*What you should do*
Could you copy the whole listing below exactly as written?

*Data extract*
-=-=-

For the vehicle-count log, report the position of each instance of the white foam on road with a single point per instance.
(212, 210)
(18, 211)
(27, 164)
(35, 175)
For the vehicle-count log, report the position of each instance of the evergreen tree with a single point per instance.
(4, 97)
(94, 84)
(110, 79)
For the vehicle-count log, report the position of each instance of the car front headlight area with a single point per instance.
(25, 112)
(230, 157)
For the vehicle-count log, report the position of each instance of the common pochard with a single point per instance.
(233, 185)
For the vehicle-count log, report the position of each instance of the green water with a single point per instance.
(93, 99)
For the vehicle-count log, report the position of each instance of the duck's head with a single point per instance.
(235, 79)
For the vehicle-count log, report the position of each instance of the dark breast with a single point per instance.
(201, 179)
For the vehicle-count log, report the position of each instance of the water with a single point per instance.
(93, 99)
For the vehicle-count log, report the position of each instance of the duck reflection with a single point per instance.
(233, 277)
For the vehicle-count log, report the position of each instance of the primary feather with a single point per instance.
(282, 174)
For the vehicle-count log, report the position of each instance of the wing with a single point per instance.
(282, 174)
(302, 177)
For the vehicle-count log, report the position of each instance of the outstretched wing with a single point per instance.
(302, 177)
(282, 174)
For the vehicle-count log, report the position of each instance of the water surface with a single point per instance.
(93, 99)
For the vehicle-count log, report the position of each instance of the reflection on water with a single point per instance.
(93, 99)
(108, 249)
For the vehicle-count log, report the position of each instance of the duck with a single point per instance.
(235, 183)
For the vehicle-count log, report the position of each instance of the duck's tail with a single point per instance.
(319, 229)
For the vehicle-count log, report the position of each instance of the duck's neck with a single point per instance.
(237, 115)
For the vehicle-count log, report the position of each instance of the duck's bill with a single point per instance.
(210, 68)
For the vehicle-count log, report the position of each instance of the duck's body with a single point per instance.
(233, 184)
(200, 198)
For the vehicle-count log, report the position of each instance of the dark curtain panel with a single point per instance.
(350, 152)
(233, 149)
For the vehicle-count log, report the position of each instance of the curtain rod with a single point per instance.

-=-=-

*Exercise result*
For the vehicle-count log, report the position of each instance of the white foam on road with a single point per instance.
(212, 210)
(18, 211)
(27, 164)
(35, 175)
For the vehicle-count log, report the position of each instance of the evergreen tree with a single point per instance.
(4, 97)
(94, 84)
(110, 79)
For the vehicle-count log, report the position of each instance of the car front headlight area with a single point per instance.
(25, 112)
(230, 157)
For the vehicle-count log, report the position of each instance of the common pochard with a single point per instance.
(233, 185)
For the vehicle-count log, report the position of each instance of the green water with a single point per instance.
(93, 99)
For the vehicle-count log, report the position of each instance of the duck's head with a single point per instance.
(235, 79)
For the vehicle-count log, report the position of each instance of the dark breast with a single point per instance.
(201, 179)
For the vehicle-count log, report the position of each instance of the water with a single point per instance.
(93, 99)
For the vehicle-count log, report the position of each instance of the duck reflection with a single point per instance.
(233, 277)
For the vehicle-count log, report the position of each instance of the primary feather with a single point per instance.
(282, 174)
For the vehicle-count log, report the position of each instance of the wing with a single point per instance.
(282, 174)
(302, 177)
For the vehicle-count log, report the position of each instance of the outstretched wing with a single point per instance.
(302, 177)
(282, 174)
For the vehicle-count log, report the position of each instance of the water surface with a single point per instance.
(93, 99)
For the vehicle-count log, report the position of each instance of the reflection on water with a single point per instance.
(93, 99)
(108, 249)
For the vehicle-count log, report the position of each instance of the duck with a single point per instance.
(235, 183)
For the vehicle-count log, report the position of each instance of the duck's tail with a single point per instance.
(319, 229)
For the vehicle-count log, report the position of each instance of the duck's neck with a single point per instance.
(237, 115)
For the vehicle-count log, report the position of each instance of the duck's bill with a single point per instance.
(210, 68)
For the vehicle-count log, report the position of each instance of the duck's body with a single point per instance.
(233, 184)
(200, 198)
For the vehicle-count log, report the position of each instance of the dark curtain panel with a single point per instance.
(350, 152)
(233, 149)
For the vehicle-count log, report the position of each instance of the curtain rod with a single point per instance.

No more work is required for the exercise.